Records from a dataset
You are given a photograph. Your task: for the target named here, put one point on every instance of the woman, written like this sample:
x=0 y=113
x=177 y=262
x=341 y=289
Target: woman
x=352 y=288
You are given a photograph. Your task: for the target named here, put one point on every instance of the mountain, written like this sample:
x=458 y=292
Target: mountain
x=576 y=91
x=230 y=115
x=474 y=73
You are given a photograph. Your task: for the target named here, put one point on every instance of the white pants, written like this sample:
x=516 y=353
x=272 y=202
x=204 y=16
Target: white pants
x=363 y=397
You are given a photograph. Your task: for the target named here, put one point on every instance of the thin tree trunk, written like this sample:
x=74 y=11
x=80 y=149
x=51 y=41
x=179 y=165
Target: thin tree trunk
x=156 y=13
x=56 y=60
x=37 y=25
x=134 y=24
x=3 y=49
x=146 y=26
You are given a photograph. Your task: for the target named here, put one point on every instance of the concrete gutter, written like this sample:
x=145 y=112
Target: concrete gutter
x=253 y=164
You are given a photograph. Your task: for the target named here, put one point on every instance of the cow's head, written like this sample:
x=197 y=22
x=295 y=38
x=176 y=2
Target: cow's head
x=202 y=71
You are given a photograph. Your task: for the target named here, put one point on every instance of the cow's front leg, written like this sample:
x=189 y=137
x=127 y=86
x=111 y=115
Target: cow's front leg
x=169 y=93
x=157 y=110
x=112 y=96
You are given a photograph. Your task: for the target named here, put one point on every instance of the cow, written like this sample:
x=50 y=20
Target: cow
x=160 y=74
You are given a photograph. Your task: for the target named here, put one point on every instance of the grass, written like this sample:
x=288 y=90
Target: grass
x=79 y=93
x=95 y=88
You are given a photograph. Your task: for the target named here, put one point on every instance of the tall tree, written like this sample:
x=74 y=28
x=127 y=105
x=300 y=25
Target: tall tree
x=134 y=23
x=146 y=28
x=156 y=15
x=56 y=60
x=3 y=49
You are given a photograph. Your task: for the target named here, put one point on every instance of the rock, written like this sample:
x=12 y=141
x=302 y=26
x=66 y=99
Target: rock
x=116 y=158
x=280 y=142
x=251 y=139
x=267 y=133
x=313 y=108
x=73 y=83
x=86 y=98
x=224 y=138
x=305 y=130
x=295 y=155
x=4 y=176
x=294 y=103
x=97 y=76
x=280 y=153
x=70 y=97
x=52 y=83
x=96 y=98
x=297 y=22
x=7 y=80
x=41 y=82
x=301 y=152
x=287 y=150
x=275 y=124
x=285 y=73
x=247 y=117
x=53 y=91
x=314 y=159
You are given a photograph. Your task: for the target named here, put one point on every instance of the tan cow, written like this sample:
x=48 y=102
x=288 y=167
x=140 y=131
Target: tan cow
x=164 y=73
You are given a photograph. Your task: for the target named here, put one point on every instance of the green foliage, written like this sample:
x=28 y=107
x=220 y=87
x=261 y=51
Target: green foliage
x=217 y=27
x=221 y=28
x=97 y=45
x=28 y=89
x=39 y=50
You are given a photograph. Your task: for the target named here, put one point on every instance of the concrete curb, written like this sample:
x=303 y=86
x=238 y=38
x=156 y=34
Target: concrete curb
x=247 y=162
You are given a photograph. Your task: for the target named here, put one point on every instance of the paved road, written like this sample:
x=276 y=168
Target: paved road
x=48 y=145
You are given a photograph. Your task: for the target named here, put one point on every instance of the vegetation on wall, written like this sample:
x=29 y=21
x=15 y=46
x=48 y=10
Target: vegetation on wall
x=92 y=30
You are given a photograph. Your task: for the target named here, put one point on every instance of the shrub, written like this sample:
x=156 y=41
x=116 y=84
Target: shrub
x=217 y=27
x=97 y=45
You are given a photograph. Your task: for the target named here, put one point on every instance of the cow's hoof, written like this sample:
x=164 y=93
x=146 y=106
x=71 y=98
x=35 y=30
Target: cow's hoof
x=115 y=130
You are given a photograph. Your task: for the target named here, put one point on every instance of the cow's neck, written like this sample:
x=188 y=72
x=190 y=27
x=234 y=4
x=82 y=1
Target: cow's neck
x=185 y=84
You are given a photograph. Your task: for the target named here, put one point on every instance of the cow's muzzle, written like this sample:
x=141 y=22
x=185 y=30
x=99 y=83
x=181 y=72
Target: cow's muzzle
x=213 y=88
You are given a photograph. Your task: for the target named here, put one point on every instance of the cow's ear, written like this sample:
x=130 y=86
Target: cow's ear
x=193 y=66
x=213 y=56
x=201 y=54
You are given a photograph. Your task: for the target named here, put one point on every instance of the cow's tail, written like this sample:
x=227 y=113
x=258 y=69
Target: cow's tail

AIM OF THE TASK: An exact copy of every line above is needed.

ANSWER BELOW:
You are given a photograph. Your task: for the target named here, put one point on every instance of the woman, written like this sample:
x=0 y=113
x=177 y=262
x=341 y=289
Target: woman
x=352 y=288
You are given a photograph. Your task: for the target named here, put one point on every instance of the mountain, written like this sample:
x=458 y=292
Target: mountain
x=576 y=91
x=230 y=115
x=474 y=73
You are given a photograph. Your task: for the target named here, put one point on every instance of the white pants, written like this sample:
x=516 y=353
x=272 y=202
x=204 y=16
Target: white pants
x=363 y=397
You are given a photograph. Your task: for the target named here, put one point on every instance of the thin tree trunk, written like this sample:
x=74 y=11
x=80 y=149
x=51 y=41
x=179 y=165
Target: thin tree trunk
x=156 y=13
x=56 y=60
x=37 y=25
x=134 y=24
x=3 y=49
x=146 y=26
You are given a photograph. Your task: for the target named here, put one point on every instance of the concrete gutter, written like this sample:
x=145 y=112
Target: concrete gutter
x=253 y=164
You are given a photograph. Your task: for the target named here, put one point on every instance of the cow's head, written like this sample:
x=197 y=22
x=295 y=38
x=176 y=2
Target: cow's head
x=202 y=71
You are given a photograph. Your task: for the target named here, put one point on every instance of the cow's front leg, written like this sample:
x=189 y=137
x=127 y=86
x=111 y=115
Target: cow's front leg
x=169 y=93
x=157 y=110
x=112 y=96
You are given a photograph. Your task: for the target named here, put one point on every instance of the cow, written like this sample:
x=50 y=20
Target: cow
x=160 y=74
You are given a photograph. Your task: for the target named here, put one point on every instance of the grass, written like this sample:
x=288 y=90
Target: grass
x=79 y=93
x=95 y=88
You are given a photograph. Your task: for the target named here, put one point on every instance of the tall tree, written like this sample:
x=74 y=28
x=127 y=105
x=300 y=25
Target: tall tree
x=134 y=23
x=146 y=28
x=156 y=15
x=56 y=60
x=3 y=49
You are given a photograph. Your task: for the target named here, put one point on every instance of the rock, written like this sample:
x=12 y=141
x=302 y=26
x=66 y=99
Target: rock
x=116 y=158
x=280 y=142
x=251 y=139
x=267 y=133
x=313 y=108
x=73 y=83
x=86 y=98
x=224 y=138
x=305 y=130
x=295 y=155
x=4 y=176
x=294 y=103
x=97 y=76
x=280 y=153
x=70 y=97
x=52 y=83
x=96 y=98
x=297 y=22
x=7 y=80
x=41 y=82
x=301 y=152
x=287 y=150
x=275 y=124
x=285 y=73
x=247 y=117
x=53 y=91
x=314 y=159
You are given a photograph. Your task: for the target named here, put one point on every instance of the tan cow, written like this sample:
x=48 y=102
x=288 y=167
x=140 y=131
Target: tan cow
x=164 y=73
You are given a photograph. Your task: for the target named here, put one point on every instance of the green foliage, written like this sample:
x=28 y=107
x=220 y=87
x=261 y=51
Target: green foliage
x=217 y=27
x=221 y=28
x=97 y=45
x=28 y=89
x=39 y=50
You are given a photograph. Your task: for the target named here, put one point on every instance of the concrete curb, written like this sample:
x=303 y=86
x=238 y=38
x=156 y=34
Target: concrete curb
x=247 y=162
You are given a photograph. Your task: for the target named here, put one point on every instance of the paved road, written like this sample:
x=276 y=168
Target: paved road
x=48 y=145
You are given a photograph. Your task: for the target named here, put one point on every instance of the vegetation on wall, written like this sample:
x=29 y=21
x=15 y=46
x=48 y=10
Target: vegetation on wall
x=92 y=30
You are given a photograph. Your task: for the target named here, put one point on every instance of the shrub, written like this sample:
x=156 y=41
x=116 y=84
Target: shrub
x=217 y=27
x=97 y=45
You are given a photograph. Your task: for the target named here, put one point on every instance of the cow's hoof, written like this sample:
x=164 y=93
x=146 y=106
x=71 y=98
x=35 y=30
Target: cow's hoof
x=115 y=130
You are given a photograph. Your task: for the target named here, put one point on every instance of the cow's neck, written like this sample:
x=188 y=72
x=190 y=27
x=234 y=4
x=82 y=1
Target: cow's neck
x=185 y=84
You are given a photograph. Your task: for the target named here, put one point on every instance of the cow's muzzle, written like this sample:
x=141 y=22
x=185 y=30
x=99 y=83
x=181 y=72
Target: cow's muzzle
x=213 y=88
You are given a photograph. Your task: for the target named here, put one point on every instance of the cow's ear, written like this sample:
x=130 y=86
Target: cow's ear
x=193 y=66
x=213 y=56
x=201 y=54
You are given a photograph. Your task: for the target named here, put one point on every instance of the cow's tail, written like this sample:
x=227 y=113
x=258 y=69
Target: cow's tail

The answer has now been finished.